Copy out the recorded data below line for line, leaving out the pictures.

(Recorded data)
____

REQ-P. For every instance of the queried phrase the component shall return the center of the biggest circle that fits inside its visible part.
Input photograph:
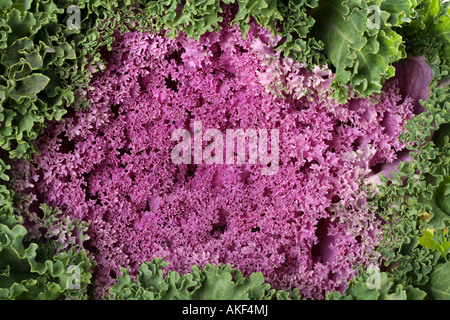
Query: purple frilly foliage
(308, 226)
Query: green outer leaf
(362, 54)
(440, 281)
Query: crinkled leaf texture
(376, 285)
(359, 40)
(440, 281)
(25, 274)
(211, 283)
(416, 188)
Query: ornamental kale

____

Correct answer -
REQ-P. For every instance of the queried phrase the component shall return the center of the biggest circle that fits inside its visible part.
Input photograph:
Query: purple frilly foliage
(308, 226)
Query: green outer leaf
(362, 54)
(440, 281)
Query: crinkled leaf texture
(376, 285)
(359, 40)
(440, 281)
(25, 274)
(211, 283)
(416, 188)
Query: ornamental kale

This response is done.